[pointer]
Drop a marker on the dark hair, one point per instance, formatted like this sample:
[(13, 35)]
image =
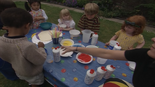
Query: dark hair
[(137, 21), (15, 17), (6, 4), (28, 4)]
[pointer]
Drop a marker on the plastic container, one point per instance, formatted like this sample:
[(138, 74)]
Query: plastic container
[(101, 60), (94, 39), (86, 35), (74, 33), (46, 25), (56, 54), (90, 75), (100, 73), (117, 47), (110, 70), (112, 44)]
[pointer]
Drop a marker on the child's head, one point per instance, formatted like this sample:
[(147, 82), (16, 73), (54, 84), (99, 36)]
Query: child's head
[(15, 17), (34, 5), (91, 9), (65, 14), (4, 4), (136, 22)]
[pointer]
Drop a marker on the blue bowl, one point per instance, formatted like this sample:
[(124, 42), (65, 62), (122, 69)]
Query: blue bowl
[(46, 25)]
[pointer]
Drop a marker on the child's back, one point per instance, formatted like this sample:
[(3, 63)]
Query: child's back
[(26, 59)]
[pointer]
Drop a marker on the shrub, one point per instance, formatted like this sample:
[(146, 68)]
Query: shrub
[(81, 3), (148, 10), (71, 3)]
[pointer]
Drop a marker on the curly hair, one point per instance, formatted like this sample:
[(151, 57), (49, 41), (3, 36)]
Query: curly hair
[(137, 21)]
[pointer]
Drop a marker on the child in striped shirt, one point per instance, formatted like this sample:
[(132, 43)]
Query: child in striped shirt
[(131, 33)]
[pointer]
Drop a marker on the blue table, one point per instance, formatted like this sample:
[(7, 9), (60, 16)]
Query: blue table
[(63, 73)]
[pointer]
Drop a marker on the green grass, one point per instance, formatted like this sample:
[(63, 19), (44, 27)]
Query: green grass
[(107, 30)]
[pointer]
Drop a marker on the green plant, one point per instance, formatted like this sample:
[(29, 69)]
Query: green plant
[(81, 3), (148, 10)]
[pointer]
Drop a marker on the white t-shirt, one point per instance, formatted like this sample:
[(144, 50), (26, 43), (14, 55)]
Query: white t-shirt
[(68, 23)]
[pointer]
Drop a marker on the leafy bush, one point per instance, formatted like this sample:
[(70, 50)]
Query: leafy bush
[(148, 10), (81, 3), (71, 3)]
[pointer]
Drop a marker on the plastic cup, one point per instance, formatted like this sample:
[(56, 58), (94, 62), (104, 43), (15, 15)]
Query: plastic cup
[(55, 40), (86, 35), (101, 60)]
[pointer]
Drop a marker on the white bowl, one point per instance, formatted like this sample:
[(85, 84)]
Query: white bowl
[(113, 42), (66, 44), (83, 61), (91, 46), (74, 33), (63, 25)]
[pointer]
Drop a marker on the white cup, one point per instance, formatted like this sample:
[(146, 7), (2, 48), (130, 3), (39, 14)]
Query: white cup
[(86, 35), (101, 60)]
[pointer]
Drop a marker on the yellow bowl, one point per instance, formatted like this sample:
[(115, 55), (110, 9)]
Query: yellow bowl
[(67, 42)]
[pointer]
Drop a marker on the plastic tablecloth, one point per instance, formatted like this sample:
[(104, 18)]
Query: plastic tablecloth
[(71, 73)]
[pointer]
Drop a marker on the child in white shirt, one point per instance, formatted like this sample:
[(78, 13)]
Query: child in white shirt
[(66, 19)]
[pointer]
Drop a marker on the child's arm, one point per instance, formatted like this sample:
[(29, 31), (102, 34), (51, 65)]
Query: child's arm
[(36, 55), (44, 17), (140, 45), (113, 38), (66, 29)]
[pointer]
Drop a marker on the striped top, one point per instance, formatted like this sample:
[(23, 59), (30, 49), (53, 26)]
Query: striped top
[(91, 24), (126, 41)]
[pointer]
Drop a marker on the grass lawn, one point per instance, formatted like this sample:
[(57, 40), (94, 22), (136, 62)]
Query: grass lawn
[(107, 30)]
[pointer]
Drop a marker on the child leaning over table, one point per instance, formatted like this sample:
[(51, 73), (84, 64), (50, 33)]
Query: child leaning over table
[(38, 14), (90, 20), (26, 59), (66, 18), (130, 33)]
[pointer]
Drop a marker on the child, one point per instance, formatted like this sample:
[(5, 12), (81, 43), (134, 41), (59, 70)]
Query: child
[(5, 67), (26, 59), (65, 18), (38, 14), (144, 73), (130, 33), (90, 20), (4, 4)]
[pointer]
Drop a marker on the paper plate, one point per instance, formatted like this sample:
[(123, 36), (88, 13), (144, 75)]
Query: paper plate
[(68, 54), (81, 61), (39, 37), (62, 25)]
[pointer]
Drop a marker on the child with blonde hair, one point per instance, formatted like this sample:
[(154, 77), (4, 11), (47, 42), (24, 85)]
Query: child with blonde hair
[(90, 20), (25, 57), (130, 33), (38, 14), (65, 18)]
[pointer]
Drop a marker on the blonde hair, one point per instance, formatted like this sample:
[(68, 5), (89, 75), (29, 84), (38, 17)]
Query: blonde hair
[(138, 22), (91, 8), (65, 12)]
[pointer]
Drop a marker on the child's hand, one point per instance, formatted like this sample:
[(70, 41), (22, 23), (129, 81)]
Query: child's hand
[(130, 48), (41, 44), (36, 19)]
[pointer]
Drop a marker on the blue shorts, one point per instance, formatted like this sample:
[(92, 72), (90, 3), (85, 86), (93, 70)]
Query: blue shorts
[(7, 70)]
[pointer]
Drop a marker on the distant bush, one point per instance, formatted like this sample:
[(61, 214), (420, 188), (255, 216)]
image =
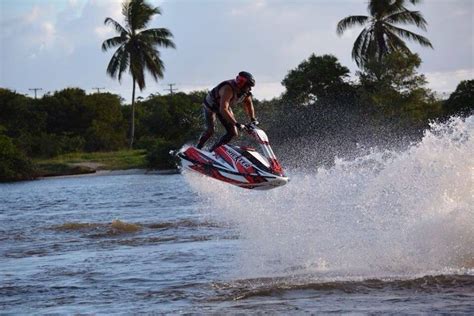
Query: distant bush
[(14, 165), (158, 156)]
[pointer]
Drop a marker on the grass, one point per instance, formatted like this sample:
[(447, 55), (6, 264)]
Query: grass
[(79, 163)]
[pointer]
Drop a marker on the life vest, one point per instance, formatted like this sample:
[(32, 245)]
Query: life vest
[(213, 99)]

**The problem**:
Drop the pictures and reproduce the rest of the entries above exactly.

**Answer below**:
[pointer]
Drop a marker on the dark hair, one point per instance, formatted like this sample:
[(13, 35)]
image =
Query: dark hair
[(137, 21), (15, 17), (6, 4), (28, 4)]
[pointer]
Drop a marker on the plastic container, one point per instance, formatted like this sample:
[(138, 74)]
Query: plastic container
[(101, 60), (94, 39), (86, 35), (74, 33), (46, 25), (56, 54), (90, 75), (100, 73), (117, 47), (110, 70), (112, 44)]
[pointer]
Drop a marker on the child's head, one point per instance, formatted like this sample:
[(147, 82), (16, 73), (54, 84), (99, 36)]
Query: child's head
[(15, 17), (34, 5), (91, 9), (65, 14), (4, 4), (136, 22)]
[pointer]
Drop a marker on the blue bowl, one point per instance, formatted like this sample:
[(124, 42), (65, 62), (122, 69)]
Query: blue bowl
[(46, 25)]
[pointer]
Drop a marker on the child's back, one point per instance, formatted like this sample:
[(3, 63)]
Query: child's back
[(26, 59)]
[pointer]
Drop a marker on the shrub, one point per instance, formatted like this sample:
[(146, 68)]
Query: shrub
[(81, 3), (148, 10), (71, 3)]
[pointer]
Drop a marker on the curly hair, one point per instance, formatted like this sample:
[(151, 57), (49, 41), (3, 36)]
Query: curly hair
[(137, 21)]
[pointer]
Drop a marker on the child in striped shirt, one point per instance, formatted like this sample:
[(132, 43)]
Query: child in striped shirt
[(131, 33)]
[pointer]
Drop a marker on the blue table, one point per instance, formatted like this sample:
[(7, 9), (60, 16)]
Query: blue table
[(63, 73)]
[pointer]
Drop a marker on the green grass, one point per instance, formatted like this sample:
[(63, 19), (44, 27)]
Query: green grass
[(107, 30)]
[pointer]
Drop a marker on the green plant, one point per instance, formatted like this sample:
[(29, 69)]
Query: green plant
[(81, 3), (148, 10)]
[pointer]
Drop a marker on the white t-shirt, one point per instance, formatted like this sample:
[(144, 50), (26, 43), (14, 55)]
Query: white t-shirt
[(68, 23)]
[pointer]
Drop a marker on the leafy bush, one point per instance, formatted like this sample:
[(70, 50)]
Query: leafy bush
[(148, 10), (81, 3), (71, 3)]
[pointer]
Drop a marker on the plastic cup, one point per instance, formatted like this sample:
[(56, 58), (94, 62), (104, 43), (15, 15)]
Query: plastic cup
[(55, 40), (86, 35), (101, 60)]
[pointer]
Drop a marker on the white bowl, one point per instance, formatted like this sample:
[(85, 84)]
Query: white bowl
[(113, 42), (66, 44), (83, 61), (91, 46), (74, 33), (63, 25)]
[pointer]
Drop a marker on the white cup, one point per instance, formatted like this sample:
[(146, 7), (2, 48), (130, 3), (39, 14)]
Query: white cup
[(86, 35), (101, 60)]
[pointer]
Drop a marker on the yellow bowl, one point per instance, formatted like this sample:
[(115, 55), (110, 9)]
Query: yellow bowl
[(67, 42)]
[pointer]
Drop a marker on the plastic tablecloth, one point per instance, formatted like this sample:
[(104, 18)]
Query: plastic tablecloth
[(71, 73)]
[pointer]
Drop a marker on the child in white shirt, one point per instance, formatted like this sample:
[(78, 13)]
Query: child in white shirt
[(66, 19)]
[pointer]
Drop a marker on the child's arm, one point per instance, formatted like this sample:
[(29, 31), (102, 34), (51, 65)]
Query: child's arm
[(36, 55), (44, 17), (140, 45), (113, 38), (66, 29)]
[pointer]
Drop a marker on the striped top, one point per instance, formatted like this sample:
[(23, 59), (30, 49), (53, 26)]
Query: striped top
[(91, 24), (126, 41)]
[pointer]
Drop a marker on the grass lawn, one point per instance, formatted like this sample:
[(57, 40), (94, 22), (136, 62)]
Query: grass lawn
[(107, 30)]
[pointer]
Drop a marker on the child leaning over table, one point per instance, formatted like this sample:
[(51, 73), (84, 64), (50, 33)]
Query: child leaning over table
[(38, 14), (90, 20), (26, 59), (66, 18), (130, 33)]
[pointer]
Drop a marker on the child, one point per instance, formatted like this sample:
[(5, 12), (81, 43), (134, 41), (59, 70)]
Query: child
[(5, 67), (26, 59), (65, 18), (38, 14), (144, 73), (130, 33), (90, 20), (4, 4)]
[pointer]
Drop a marker on the paper plate, one point per instance, formatted like this sample:
[(123, 36), (88, 13), (144, 75)]
Query: paper plate
[(68, 54), (81, 61), (39, 37), (62, 25)]
[pointer]
Drop a marker on the child with blonde hair, one point per instance, formatted like this sample:
[(154, 77), (4, 11), (47, 42), (24, 85)]
Query: child with blonde hair
[(90, 20), (25, 57), (130, 33), (38, 14), (65, 18)]
[pointer]
Drop a marker on the blonde hair, one point per instance, formatted like this sample:
[(68, 5), (89, 75), (29, 84), (38, 17)]
Query: blonde hair
[(138, 22), (91, 8), (65, 12)]
[pointer]
Drop a marker on the child's hand, one point per instance, formatted like this sample:
[(70, 41), (22, 23), (129, 81)]
Query: child's hand
[(130, 48), (41, 44), (36, 19)]
[pointer]
Drop a marker on the blue shorts, one point per instance, formatted like this sample:
[(92, 72), (90, 3), (85, 86), (93, 70)]
Query: blue shorts
[(7, 70)]
[pointer]
Drop a marker on the distant bush, one point per instance, formatted like this sample:
[(61, 214), (420, 188), (255, 216)]
image =
Query: distant bush
[(14, 165), (158, 156)]
[pointer]
Drop a marker on the grass, one point per instance, formatted like this sample:
[(447, 55), (6, 264)]
Query: grass
[(79, 163)]
[pointer]
Drop a marker on the life vest, one point per instance, formatted like this sample:
[(32, 245)]
Query: life vest
[(213, 99)]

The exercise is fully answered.